## [REQUIRED WORK]
Reproduce only the entries below starting at the line that contains "wood plank, where" and ending at the line that contains "x=44, y=286", requests included. Add 50 to every x and y value in the answer coordinates, leaving the requests and their sample coordinates unchanged.

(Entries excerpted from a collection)
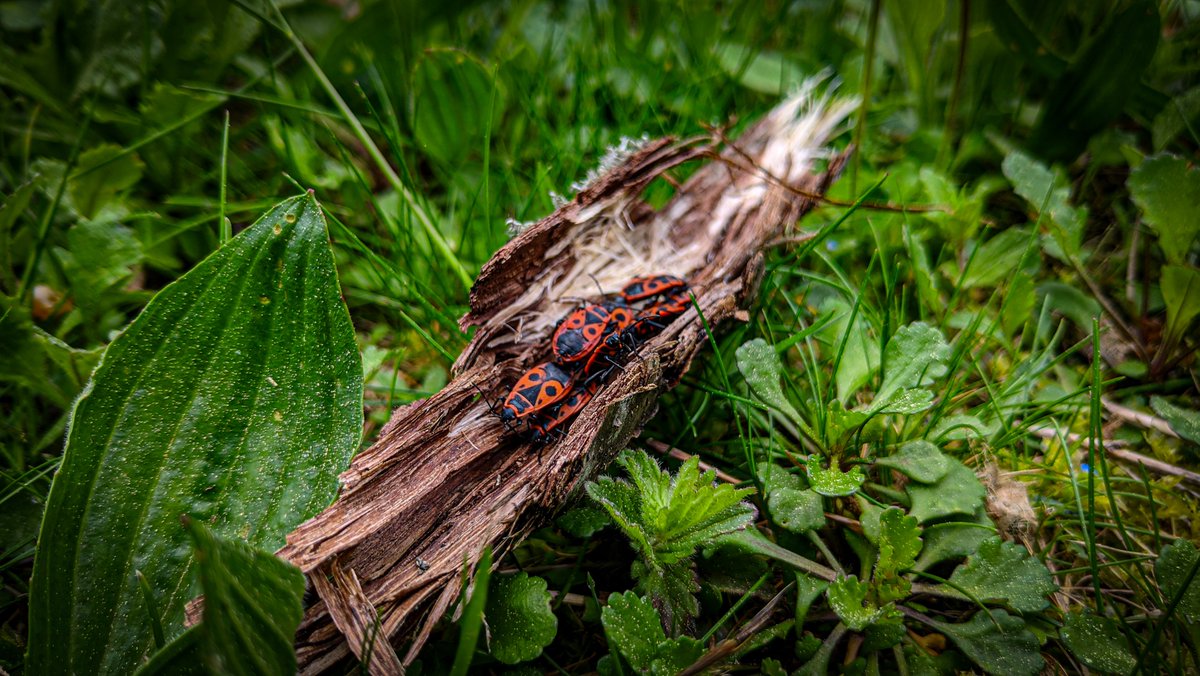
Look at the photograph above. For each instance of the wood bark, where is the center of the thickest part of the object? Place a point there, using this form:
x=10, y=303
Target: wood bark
x=445, y=478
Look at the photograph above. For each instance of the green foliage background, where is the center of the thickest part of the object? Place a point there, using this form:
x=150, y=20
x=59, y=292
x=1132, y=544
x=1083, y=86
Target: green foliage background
x=1031, y=288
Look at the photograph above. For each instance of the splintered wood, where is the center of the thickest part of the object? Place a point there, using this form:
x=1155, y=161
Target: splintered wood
x=445, y=478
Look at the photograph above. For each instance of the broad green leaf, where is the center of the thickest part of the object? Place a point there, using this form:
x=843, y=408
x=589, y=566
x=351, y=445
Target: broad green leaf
x=1005, y=572
x=1096, y=87
x=958, y=492
x=760, y=366
x=1168, y=191
x=916, y=356
x=235, y=396
x=832, y=482
x=252, y=605
x=633, y=624
x=100, y=253
x=1185, y=422
x=899, y=544
x=672, y=588
x=997, y=258
x=791, y=503
x=1171, y=569
x=1049, y=190
x=918, y=460
x=861, y=353
x=1179, y=115
x=1098, y=642
x=1181, y=294
x=849, y=598
x=945, y=542
x=1000, y=644
x=520, y=621
x=453, y=100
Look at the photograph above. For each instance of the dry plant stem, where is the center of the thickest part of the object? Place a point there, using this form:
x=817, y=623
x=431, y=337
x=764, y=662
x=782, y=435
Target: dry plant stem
x=683, y=456
x=1151, y=464
x=729, y=646
x=445, y=478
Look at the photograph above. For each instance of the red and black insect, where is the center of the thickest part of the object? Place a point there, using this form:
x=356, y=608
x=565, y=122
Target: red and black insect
x=652, y=286
x=547, y=426
x=604, y=357
x=582, y=330
x=535, y=390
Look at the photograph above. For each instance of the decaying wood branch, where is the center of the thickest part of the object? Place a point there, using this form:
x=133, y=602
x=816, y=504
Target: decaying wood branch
x=445, y=478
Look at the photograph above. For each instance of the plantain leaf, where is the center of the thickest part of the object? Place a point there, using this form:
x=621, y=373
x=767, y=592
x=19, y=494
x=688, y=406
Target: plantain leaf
x=235, y=398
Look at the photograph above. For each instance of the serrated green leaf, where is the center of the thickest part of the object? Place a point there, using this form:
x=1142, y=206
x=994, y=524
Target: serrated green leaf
x=997, y=258
x=623, y=504
x=631, y=623
x=943, y=542
x=252, y=605
x=1096, y=85
x=762, y=371
x=672, y=588
x=1181, y=295
x=1005, y=572
x=859, y=356
x=1168, y=191
x=916, y=356
x=1000, y=644
x=899, y=545
x=1171, y=569
x=792, y=506
x=918, y=460
x=519, y=617
x=849, y=598
x=958, y=492
x=235, y=396
x=100, y=253
x=1185, y=422
x=957, y=428
x=832, y=482
x=1049, y=190
x=1098, y=642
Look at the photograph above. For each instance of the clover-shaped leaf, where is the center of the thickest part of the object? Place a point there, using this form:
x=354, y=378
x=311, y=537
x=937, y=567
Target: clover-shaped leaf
x=1005, y=572
x=1173, y=568
x=832, y=482
x=633, y=626
x=1097, y=641
x=792, y=506
x=849, y=599
x=520, y=621
x=958, y=492
x=918, y=460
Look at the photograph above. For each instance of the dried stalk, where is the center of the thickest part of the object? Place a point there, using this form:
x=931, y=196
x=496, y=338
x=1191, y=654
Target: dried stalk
x=445, y=479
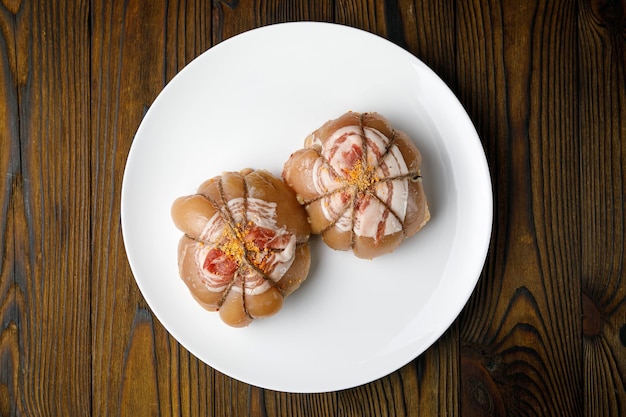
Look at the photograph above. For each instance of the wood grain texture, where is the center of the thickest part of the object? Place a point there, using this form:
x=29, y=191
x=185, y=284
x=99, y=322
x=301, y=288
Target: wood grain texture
x=518, y=76
x=602, y=68
x=45, y=328
x=544, y=333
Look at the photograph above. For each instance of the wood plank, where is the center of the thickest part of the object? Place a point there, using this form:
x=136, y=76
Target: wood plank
x=11, y=206
x=138, y=368
x=602, y=65
x=517, y=77
x=44, y=286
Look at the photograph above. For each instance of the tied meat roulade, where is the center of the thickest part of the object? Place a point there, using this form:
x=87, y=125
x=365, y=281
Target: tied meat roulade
x=359, y=180
x=245, y=244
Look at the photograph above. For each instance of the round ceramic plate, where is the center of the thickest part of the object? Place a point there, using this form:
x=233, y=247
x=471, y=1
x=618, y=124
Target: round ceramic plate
x=249, y=102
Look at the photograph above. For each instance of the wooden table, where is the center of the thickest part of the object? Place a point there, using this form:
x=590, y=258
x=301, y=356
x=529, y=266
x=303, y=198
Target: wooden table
x=545, y=330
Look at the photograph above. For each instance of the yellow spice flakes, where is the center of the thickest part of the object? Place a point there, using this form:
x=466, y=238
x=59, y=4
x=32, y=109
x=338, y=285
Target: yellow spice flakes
x=361, y=176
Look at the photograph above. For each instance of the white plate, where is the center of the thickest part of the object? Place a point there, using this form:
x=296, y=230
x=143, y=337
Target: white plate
x=249, y=102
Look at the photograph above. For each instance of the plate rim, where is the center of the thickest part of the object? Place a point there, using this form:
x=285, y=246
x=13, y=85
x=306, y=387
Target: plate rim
x=482, y=166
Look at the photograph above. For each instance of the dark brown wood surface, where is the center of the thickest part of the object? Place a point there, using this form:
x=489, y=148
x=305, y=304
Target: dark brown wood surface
x=544, y=333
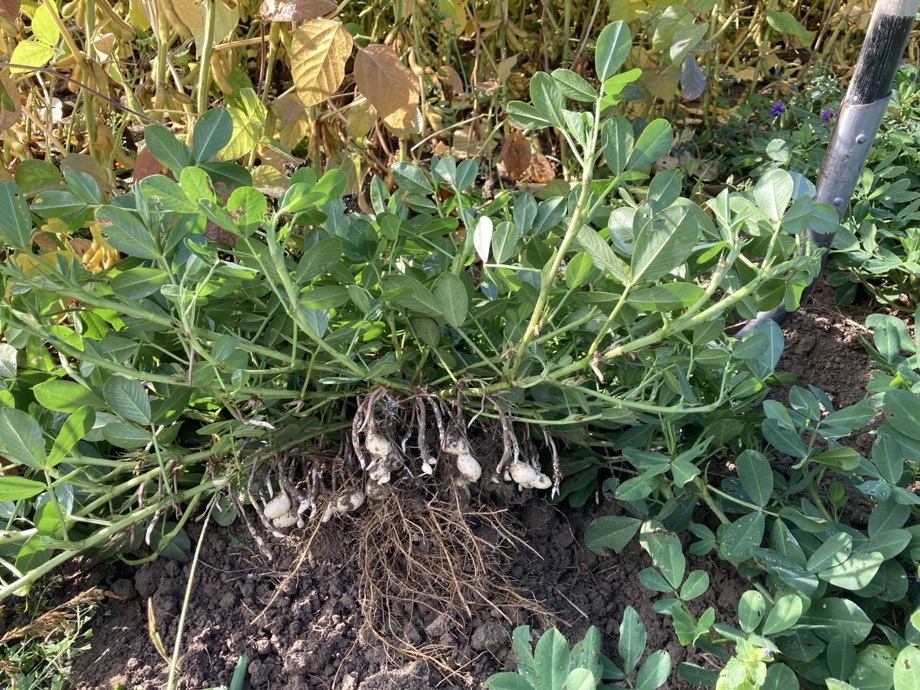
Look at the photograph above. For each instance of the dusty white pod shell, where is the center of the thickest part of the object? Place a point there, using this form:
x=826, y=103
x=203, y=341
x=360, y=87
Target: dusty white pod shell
x=541, y=482
x=375, y=491
x=350, y=502
x=285, y=520
x=469, y=467
x=523, y=474
x=278, y=506
x=454, y=444
x=377, y=445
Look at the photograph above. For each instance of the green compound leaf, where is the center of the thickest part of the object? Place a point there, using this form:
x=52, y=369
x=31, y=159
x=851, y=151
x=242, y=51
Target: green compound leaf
x=612, y=532
x=613, y=46
x=128, y=399
x=785, y=613
x=742, y=537
x=633, y=639
x=756, y=476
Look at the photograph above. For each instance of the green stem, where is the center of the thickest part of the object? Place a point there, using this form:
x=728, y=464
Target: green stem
x=204, y=60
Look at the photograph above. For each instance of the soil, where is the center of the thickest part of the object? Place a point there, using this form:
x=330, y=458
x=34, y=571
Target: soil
x=311, y=637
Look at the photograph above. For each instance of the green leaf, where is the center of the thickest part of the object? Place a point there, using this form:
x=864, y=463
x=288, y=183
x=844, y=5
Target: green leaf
x=573, y=86
x=907, y=669
x=785, y=613
x=15, y=220
x=613, y=46
x=612, y=532
x=654, y=143
x=547, y=99
x=164, y=146
x=832, y=552
x=551, y=659
x=903, y=409
x=786, y=23
x=773, y=192
x=742, y=537
x=8, y=365
x=841, y=656
x=128, y=399
x=830, y=617
x=696, y=585
x=854, y=573
x=617, y=144
x=83, y=185
x=751, y=608
x=318, y=259
x=586, y=654
x=166, y=195
x=33, y=174
x=589, y=241
x=452, y=299
x=888, y=457
x=654, y=672
x=137, y=283
x=526, y=116
x=580, y=679
x=126, y=233
x=780, y=677
x=19, y=488
x=211, y=134
x=65, y=396
x=756, y=476
x=21, y=439
x=411, y=179
x=75, y=427
x=664, y=244
x=30, y=53
x=508, y=681
x=633, y=639
x=126, y=435
x=666, y=297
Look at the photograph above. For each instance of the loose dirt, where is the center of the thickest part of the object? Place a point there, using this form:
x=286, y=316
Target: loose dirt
x=313, y=637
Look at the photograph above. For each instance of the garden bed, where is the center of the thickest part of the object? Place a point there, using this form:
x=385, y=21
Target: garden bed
x=309, y=637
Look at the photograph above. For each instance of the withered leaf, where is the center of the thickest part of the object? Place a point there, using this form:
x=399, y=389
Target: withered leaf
x=295, y=10
x=319, y=52
x=390, y=86
x=516, y=155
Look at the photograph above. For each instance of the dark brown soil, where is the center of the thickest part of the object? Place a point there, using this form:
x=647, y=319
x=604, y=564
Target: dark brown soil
x=309, y=638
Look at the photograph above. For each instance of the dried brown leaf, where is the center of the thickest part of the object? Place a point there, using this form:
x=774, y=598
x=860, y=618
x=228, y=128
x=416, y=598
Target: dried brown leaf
x=454, y=79
x=360, y=118
x=505, y=67
x=10, y=103
x=9, y=10
x=146, y=165
x=541, y=170
x=319, y=52
x=516, y=155
x=292, y=118
x=295, y=10
x=389, y=85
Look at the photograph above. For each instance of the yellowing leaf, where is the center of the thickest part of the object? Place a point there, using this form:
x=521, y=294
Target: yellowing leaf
x=184, y=15
x=10, y=103
x=292, y=120
x=295, y=10
x=9, y=10
x=361, y=117
x=389, y=85
x=44, y=29
x=319, y=52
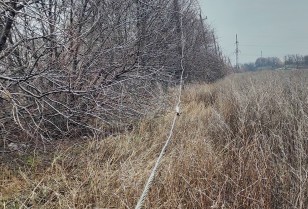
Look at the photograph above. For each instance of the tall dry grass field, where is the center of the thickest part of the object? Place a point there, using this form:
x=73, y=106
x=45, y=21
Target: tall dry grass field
x=239, y=143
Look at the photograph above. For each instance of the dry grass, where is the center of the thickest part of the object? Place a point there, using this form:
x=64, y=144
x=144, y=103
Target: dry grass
x=239, y=143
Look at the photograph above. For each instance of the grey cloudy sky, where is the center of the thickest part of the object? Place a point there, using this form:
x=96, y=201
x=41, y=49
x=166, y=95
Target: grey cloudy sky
x=275, y=27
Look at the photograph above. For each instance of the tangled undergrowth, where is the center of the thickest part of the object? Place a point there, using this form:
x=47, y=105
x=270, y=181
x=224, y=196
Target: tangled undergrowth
x=239, y=143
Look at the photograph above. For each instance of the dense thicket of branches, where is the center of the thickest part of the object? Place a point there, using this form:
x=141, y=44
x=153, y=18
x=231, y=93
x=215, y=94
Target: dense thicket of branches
x=73, y=65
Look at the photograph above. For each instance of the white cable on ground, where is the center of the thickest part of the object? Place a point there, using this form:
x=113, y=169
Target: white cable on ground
x=177, y=109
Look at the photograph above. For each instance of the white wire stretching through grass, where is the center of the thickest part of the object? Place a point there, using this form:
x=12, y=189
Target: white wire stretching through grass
x=177, y=109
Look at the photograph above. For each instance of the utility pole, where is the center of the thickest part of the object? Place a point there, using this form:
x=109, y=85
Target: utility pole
x=236, y=52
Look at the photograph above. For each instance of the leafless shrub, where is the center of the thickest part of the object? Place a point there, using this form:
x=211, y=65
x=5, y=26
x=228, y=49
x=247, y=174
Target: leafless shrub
x=68, y=67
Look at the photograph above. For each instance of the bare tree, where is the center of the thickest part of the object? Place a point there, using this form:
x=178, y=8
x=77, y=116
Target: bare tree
x=69, y=67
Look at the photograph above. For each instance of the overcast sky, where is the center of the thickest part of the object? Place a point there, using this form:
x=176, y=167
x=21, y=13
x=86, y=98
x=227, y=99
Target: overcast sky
x=275, y=27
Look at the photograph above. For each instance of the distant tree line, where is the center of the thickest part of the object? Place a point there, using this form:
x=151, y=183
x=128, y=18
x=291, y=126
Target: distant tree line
x=70, y=66
x=290, y=61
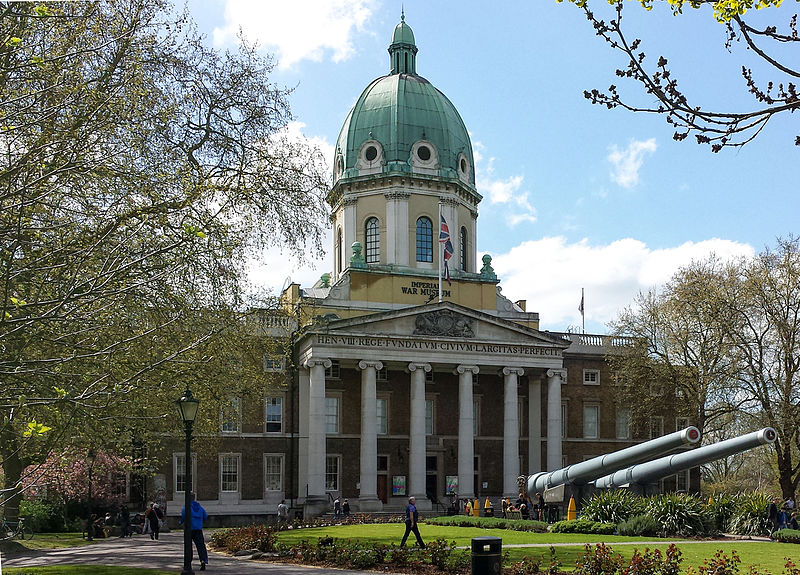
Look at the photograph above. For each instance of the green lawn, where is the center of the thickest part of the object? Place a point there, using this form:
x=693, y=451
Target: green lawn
x=766, y=556
x=83, y=570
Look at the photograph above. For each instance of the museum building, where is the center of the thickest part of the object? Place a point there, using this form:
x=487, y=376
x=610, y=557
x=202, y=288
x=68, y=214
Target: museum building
x=392, y=390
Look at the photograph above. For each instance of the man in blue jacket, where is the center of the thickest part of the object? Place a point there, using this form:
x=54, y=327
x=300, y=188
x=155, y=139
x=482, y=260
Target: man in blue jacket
x=196, y=518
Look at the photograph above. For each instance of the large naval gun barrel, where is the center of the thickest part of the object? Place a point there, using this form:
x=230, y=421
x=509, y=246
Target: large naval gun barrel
x=586, y=471
x=652, y=471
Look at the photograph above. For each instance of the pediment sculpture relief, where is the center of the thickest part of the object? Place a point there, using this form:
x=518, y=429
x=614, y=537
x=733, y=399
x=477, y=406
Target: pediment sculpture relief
x=443, y=322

## [ANSWER TO THE PROBLEM]
Look at the photograph above. For each instance of the wood plank, where is the center of the thickest part of the object? Place a point there, using this form:
x=136, y=76
Target: wood plank
x=61, y=256
x=188, y=418
x=652, y=115
x=567, y=127
x=94, y=336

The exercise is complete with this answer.